[TASK MATERIAL Boundary: Start]

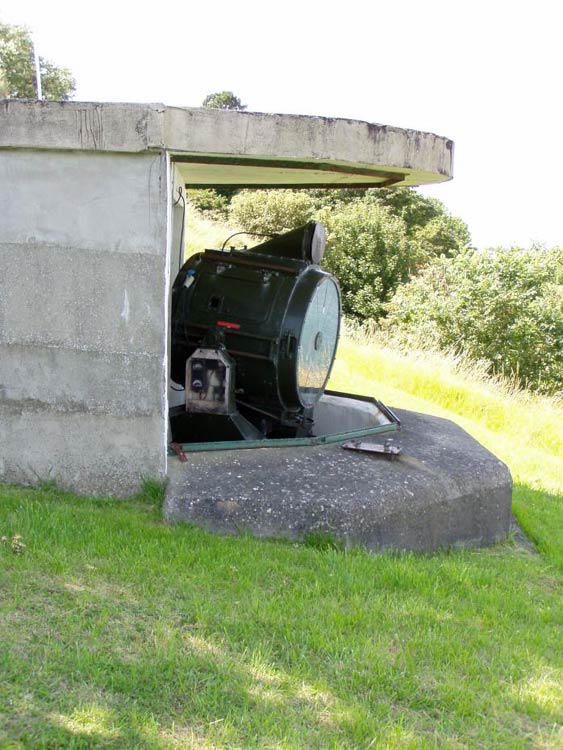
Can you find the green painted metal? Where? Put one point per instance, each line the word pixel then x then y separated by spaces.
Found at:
pixel 335 437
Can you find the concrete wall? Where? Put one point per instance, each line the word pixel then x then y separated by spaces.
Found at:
pixel 83 317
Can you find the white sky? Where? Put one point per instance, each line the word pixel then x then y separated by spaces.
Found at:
pixel 485 74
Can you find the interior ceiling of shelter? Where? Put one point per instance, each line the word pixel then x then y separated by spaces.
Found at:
pixel 206 171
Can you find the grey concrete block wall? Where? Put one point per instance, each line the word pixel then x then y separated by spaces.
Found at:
pixel 88 232
pixel 83 287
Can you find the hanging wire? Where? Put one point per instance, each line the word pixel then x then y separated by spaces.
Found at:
pixel 176 202
pixel 253 234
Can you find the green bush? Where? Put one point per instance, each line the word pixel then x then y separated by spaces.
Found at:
pixel 211 202
pixel 503 307
pixel 368 251
pixel 270 211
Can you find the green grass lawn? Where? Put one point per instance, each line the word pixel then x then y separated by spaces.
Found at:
pixel 117 631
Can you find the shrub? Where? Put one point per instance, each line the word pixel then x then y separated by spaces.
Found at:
pixel 504 307
pixel 368 251
pixel 270 211
pixel 211 202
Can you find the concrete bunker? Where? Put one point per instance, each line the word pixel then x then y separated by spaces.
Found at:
pixel 91 227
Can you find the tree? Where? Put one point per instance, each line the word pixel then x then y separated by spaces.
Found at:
pixel 223 100
pixel 17 68
pixel 503 307
pixel 368 251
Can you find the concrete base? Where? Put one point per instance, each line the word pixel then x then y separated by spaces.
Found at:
pixel 444 490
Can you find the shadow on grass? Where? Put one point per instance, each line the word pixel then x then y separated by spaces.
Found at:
pixel 125 634
pixel 540 514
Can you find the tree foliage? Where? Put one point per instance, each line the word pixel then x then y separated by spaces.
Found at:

[TASK MATERIAL Boundary: End]

=== AIM OF THE TASK ===
How many lines of the listing above hold "tree"? Answer with the number alone.

=== WRITTEN REPLY ===
2